__Document section__
Oral Rebirth could save him a few times, but it's not instant and it has a high chakra cost. So each time he'd still loose some chakra to Mokuton absorbing it and he'd loose more chakra from using Oral Rebirth. His chakra supply would therefore be eaten up rather quickly, just the same.

As for Haguki, Susano'o does not block Sound waves, that's the weakness of it. A giant super thick Mokuton barrier on the other hand is going to block the sound waves or at least damper them significantly. Not to mention it would make it difficult for Kabuto to attack Hashirama during the duration of Haguki on top of that. Plus Hashirama has Mokuton clones to make narrowing down the real Hashirama even more difficult and Mokuton Dragon which can move by itself will not be effected whatsoever and can also defend Hashirama (the same probably applies to Mokuton Golem & perhaps even Mokuton clones due to their unique composition).


----------



## Bonly Jr. (Jul 24, 2013)

Hashirama shits on him. Flower tree world puts him to sleep and then he gets clobbered.


----------



## Lawrence777 (Jul 24, 2013)

Tbh I think Hashirama can solo his edo army with the exception of madara. He has tajuu mokuton kage bushin/battlefield scale mokuton/aoe blindness genjutsu/Tsunade-level auto healing. If he doesn't make a clone(s) he can be surprised and killed though.

But that's there only chance because Hashirama isn't getting overwhelmed in a straight fight. Unless Madara is summoned and teams up with the rest(he'd probably wait to fight 1v1)


----------



## The Pirate on Wheels (Jul 24, 2013)

Hashirama could have soloed the entire war.  

He nukes battlefields with Mokuton, putting Kabuto and his entire army to sleep with Flower World.

In scenario one, he drops the 50 gigantic Juubi stopping seals on top of Kabuto's head.  Well, he only needs one for Kabuto, but I guess he can just drop the rest on all the edo's heads to seal them too.  

So he pretty much has his pick on how to solo.


----------



## Trojan (Jul 24, 2013)

__Dataset__
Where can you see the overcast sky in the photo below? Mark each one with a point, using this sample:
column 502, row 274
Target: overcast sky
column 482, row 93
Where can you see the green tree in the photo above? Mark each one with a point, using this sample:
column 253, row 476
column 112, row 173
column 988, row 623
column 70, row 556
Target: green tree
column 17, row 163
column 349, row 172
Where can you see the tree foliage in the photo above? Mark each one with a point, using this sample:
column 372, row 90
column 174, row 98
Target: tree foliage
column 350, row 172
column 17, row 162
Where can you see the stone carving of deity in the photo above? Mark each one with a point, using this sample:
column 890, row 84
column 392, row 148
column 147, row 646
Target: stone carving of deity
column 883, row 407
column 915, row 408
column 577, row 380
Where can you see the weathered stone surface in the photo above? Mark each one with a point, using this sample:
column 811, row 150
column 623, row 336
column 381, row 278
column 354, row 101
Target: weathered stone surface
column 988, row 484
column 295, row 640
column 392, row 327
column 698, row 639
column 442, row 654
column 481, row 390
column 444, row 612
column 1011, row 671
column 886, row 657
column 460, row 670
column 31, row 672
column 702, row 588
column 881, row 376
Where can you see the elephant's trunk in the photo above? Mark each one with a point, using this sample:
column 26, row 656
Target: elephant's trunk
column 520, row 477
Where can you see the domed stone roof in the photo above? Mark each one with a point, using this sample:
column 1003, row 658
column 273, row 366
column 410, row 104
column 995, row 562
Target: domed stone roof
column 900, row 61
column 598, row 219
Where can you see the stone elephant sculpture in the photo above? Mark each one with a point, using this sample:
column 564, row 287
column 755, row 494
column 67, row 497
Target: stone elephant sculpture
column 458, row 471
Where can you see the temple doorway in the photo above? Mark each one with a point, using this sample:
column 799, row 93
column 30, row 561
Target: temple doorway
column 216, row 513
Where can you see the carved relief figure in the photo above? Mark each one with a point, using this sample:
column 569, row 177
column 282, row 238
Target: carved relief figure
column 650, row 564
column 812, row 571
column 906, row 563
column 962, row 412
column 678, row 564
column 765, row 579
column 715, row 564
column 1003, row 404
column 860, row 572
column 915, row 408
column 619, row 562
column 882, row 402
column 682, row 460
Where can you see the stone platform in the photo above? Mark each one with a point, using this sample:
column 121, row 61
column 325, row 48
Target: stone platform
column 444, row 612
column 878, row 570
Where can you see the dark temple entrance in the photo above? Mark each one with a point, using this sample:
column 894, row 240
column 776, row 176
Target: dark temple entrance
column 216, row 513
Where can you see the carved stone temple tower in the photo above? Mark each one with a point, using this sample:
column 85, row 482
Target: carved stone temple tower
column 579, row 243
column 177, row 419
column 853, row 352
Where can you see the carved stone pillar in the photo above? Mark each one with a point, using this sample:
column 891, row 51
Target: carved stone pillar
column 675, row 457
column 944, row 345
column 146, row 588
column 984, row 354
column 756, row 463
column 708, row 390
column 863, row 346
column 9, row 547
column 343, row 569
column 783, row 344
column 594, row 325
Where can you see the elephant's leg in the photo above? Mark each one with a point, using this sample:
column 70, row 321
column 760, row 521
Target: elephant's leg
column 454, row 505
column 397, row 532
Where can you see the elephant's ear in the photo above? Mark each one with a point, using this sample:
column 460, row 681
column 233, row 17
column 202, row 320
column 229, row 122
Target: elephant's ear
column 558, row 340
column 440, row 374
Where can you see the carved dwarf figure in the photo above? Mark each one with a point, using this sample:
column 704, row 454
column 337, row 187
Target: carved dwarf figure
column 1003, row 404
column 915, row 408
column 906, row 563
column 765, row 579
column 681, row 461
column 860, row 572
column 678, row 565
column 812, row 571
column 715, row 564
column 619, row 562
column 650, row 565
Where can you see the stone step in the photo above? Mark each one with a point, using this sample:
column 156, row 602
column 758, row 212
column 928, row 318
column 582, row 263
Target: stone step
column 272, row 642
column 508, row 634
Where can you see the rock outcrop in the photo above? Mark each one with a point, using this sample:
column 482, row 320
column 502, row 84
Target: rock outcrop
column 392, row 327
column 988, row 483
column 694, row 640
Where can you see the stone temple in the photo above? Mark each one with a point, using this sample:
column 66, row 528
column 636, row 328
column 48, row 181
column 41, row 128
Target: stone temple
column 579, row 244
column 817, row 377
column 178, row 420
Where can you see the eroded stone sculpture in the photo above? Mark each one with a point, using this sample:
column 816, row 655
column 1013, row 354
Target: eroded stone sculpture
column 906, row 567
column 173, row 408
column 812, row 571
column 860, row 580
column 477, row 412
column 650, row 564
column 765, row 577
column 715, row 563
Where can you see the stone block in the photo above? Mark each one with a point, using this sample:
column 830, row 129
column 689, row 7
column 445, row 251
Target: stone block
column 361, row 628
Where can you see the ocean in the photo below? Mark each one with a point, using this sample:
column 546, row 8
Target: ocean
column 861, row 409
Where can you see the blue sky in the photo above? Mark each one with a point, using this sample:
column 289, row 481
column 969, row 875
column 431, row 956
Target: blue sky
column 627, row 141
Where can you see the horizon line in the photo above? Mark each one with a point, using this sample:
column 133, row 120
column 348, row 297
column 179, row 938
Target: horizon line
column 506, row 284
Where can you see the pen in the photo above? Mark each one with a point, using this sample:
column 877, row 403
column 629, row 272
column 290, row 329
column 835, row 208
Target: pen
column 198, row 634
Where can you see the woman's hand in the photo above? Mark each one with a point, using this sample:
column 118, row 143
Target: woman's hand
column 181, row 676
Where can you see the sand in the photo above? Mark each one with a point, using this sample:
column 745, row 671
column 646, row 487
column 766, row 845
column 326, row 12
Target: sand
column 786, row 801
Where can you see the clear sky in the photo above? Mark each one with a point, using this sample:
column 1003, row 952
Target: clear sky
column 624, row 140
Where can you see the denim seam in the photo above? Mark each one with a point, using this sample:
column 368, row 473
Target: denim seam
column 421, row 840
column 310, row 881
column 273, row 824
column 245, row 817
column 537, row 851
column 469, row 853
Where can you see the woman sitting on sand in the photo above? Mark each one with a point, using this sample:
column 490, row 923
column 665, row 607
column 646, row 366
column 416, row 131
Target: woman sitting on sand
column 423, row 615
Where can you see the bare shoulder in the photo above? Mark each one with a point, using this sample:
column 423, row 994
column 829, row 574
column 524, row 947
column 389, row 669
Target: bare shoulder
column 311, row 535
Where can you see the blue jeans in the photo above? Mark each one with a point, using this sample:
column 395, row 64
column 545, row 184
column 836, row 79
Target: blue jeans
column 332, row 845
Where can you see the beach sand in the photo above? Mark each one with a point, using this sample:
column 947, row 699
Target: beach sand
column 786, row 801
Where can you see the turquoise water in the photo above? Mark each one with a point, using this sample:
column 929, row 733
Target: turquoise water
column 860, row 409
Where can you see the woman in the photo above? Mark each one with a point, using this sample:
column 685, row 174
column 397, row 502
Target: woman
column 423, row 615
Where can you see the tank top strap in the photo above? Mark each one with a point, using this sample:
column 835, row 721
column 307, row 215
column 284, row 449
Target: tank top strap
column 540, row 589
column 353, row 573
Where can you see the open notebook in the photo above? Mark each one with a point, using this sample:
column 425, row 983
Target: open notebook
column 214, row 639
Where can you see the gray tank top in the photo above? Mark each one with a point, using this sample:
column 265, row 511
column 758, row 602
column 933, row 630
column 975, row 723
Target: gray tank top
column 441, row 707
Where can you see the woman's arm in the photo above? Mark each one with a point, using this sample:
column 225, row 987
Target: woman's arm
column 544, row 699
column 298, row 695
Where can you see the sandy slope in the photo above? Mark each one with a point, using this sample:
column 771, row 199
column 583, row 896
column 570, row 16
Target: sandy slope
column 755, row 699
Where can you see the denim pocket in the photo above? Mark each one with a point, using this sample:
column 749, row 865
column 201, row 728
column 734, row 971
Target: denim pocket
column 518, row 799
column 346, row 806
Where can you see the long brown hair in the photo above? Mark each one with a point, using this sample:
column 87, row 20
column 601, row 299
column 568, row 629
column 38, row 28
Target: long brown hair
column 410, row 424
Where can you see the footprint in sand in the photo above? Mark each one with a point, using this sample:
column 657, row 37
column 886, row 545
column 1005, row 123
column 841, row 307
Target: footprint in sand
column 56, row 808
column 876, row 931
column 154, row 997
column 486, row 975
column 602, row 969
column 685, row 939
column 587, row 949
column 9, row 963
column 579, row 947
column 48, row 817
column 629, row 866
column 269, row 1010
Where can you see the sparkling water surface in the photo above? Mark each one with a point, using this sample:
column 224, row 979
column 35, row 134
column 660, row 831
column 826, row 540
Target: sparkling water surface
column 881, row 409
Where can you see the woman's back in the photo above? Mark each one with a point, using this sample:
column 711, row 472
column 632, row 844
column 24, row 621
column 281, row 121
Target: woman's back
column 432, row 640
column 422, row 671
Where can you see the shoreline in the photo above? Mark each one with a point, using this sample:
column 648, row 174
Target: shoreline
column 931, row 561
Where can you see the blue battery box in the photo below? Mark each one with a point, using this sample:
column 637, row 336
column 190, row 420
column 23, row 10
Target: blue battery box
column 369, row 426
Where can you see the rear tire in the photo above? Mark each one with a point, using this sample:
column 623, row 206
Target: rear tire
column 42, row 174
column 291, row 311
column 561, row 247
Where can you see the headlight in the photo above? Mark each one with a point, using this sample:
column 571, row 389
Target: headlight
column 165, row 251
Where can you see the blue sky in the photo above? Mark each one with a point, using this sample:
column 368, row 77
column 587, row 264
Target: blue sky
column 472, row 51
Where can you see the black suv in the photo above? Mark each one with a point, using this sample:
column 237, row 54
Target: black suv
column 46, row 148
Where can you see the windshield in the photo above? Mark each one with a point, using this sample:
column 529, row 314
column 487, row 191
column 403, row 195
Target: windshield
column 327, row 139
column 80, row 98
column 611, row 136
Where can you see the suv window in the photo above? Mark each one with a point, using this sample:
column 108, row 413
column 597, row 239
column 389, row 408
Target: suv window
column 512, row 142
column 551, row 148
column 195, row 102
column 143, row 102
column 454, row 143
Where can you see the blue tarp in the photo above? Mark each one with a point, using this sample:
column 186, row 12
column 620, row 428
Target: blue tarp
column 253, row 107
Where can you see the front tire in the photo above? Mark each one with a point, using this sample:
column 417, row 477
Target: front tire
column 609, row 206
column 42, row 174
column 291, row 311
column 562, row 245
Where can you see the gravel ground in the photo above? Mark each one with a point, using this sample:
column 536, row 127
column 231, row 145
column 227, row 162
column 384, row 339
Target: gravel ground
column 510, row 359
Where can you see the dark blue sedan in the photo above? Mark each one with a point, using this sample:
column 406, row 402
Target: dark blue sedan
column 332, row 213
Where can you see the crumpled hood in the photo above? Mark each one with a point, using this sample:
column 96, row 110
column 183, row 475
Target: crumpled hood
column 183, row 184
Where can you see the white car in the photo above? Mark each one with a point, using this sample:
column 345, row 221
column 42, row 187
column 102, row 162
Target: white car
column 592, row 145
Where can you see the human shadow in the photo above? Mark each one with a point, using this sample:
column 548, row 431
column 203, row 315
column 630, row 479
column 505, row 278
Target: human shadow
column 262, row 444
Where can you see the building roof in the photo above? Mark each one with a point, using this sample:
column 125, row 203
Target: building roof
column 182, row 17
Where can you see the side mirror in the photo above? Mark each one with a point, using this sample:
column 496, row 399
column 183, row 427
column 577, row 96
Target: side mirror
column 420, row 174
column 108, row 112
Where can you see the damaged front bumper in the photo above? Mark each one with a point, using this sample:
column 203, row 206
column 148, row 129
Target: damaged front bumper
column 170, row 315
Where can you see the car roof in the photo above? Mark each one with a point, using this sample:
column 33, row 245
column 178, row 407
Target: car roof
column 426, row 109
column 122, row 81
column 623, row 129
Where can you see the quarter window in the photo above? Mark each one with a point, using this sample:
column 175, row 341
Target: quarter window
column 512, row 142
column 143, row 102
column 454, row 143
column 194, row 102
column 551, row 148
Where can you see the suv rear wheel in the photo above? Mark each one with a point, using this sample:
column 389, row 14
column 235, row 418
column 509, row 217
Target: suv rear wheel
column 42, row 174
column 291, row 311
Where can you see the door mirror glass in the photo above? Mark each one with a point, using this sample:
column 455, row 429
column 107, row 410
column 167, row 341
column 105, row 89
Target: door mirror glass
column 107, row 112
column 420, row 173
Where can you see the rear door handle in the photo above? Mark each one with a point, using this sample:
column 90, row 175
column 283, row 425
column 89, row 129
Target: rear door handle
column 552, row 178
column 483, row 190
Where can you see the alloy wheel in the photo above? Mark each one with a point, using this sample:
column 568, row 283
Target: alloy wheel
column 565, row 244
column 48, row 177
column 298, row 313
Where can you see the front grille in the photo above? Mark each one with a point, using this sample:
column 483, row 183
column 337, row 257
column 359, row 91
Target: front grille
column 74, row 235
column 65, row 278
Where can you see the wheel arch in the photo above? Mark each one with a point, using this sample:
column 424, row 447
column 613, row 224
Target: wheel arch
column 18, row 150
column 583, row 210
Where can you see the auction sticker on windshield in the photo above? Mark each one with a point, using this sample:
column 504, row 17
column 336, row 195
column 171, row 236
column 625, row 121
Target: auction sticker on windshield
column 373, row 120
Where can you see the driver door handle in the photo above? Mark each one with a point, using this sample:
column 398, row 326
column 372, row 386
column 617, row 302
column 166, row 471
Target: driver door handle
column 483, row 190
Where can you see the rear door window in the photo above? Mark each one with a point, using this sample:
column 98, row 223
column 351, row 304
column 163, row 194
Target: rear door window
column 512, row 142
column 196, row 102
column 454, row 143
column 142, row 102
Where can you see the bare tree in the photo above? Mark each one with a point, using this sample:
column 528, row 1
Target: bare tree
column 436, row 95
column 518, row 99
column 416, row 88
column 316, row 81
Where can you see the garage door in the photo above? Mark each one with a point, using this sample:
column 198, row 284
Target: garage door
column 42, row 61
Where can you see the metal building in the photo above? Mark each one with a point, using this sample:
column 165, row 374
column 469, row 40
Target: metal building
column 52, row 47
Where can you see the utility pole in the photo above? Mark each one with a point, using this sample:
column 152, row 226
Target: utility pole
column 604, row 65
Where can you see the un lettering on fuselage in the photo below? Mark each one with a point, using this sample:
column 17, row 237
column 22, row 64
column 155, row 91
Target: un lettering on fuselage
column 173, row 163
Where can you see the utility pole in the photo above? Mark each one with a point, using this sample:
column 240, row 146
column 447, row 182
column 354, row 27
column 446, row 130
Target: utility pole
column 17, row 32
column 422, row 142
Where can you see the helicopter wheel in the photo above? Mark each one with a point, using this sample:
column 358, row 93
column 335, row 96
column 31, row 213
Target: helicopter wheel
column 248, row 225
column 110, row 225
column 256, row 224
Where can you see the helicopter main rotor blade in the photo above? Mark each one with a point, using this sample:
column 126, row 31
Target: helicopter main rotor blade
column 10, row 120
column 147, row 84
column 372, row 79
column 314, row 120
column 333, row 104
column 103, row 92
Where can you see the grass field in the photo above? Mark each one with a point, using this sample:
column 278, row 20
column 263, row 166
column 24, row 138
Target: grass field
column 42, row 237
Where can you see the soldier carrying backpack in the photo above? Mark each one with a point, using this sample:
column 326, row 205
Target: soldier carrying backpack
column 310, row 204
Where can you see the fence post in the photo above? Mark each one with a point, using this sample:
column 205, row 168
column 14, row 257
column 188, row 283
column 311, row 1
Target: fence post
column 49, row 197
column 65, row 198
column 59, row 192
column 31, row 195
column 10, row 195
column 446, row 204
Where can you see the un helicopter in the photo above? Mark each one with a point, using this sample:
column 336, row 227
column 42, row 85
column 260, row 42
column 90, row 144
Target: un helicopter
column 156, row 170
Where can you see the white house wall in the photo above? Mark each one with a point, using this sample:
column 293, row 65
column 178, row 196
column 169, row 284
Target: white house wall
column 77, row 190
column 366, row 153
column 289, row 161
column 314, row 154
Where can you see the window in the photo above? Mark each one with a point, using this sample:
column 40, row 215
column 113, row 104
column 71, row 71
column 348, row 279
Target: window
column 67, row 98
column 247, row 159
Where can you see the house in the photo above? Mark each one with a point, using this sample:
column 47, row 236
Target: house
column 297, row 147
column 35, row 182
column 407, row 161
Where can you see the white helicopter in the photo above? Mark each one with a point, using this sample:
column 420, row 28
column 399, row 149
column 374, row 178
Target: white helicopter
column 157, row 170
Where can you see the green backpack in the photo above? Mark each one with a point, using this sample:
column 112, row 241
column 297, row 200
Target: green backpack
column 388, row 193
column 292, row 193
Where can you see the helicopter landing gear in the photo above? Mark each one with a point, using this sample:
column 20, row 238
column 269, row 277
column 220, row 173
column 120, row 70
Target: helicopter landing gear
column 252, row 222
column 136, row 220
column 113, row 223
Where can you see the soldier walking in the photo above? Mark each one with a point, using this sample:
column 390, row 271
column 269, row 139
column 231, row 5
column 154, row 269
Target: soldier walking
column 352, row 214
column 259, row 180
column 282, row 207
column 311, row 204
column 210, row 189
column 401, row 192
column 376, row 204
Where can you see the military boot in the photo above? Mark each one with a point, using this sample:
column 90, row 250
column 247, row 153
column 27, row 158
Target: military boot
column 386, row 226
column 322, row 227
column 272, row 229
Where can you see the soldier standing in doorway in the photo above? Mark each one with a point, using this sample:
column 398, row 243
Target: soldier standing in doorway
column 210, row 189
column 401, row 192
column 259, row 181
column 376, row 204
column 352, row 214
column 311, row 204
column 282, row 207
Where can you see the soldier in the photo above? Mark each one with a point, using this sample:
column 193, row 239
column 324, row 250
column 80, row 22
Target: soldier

__Aim A__
According to the forum thread, what does Susano'o fail to block?
__Aim B__
Put the listing, from its first line up to and including the line with "column 577, row 380", into a JSON list of strings, one string per line, leaving out blank lines.
The listing is unrelated to the forum thread.

__Full solution A__
Sound waves.

__Full solution B__
[
  "Where can you see the overcast sky in the photo below? Mark each one with a point, using this sample:",
  "column 502, row 274",
  "Target: overcast sky",
  "column 482, row 93",
  "Where can you see the green tree in the photo above? Mark each one with a point, using this sample:",
  "column 253, row 476",
  "column 112, row 173",
  "column 988, row 623",
  "column 70, row 556",
  "Target: green tree",
  "column 17, row 163",
  "column 349, row 172",
  "Where can you see the tree foliage in the photo above? Mark each one with a point, using this sample:",
  "column 372, row 90",
  "column 174, row 98",
  "Target: tree foliage",
  "column 350, row 172",
  "column 17, row 162",
  "Where can you see the stone carving of deity in the photo above? Mark each one with a point, using this sample:",
  "column 890, row 84",
  "column 392, row 148",
  "column 147, row 646",
  "Target: stone carving of deity",
  "column 883, row 407",
  "column 915, row 408",
  "column 577, row 380"
]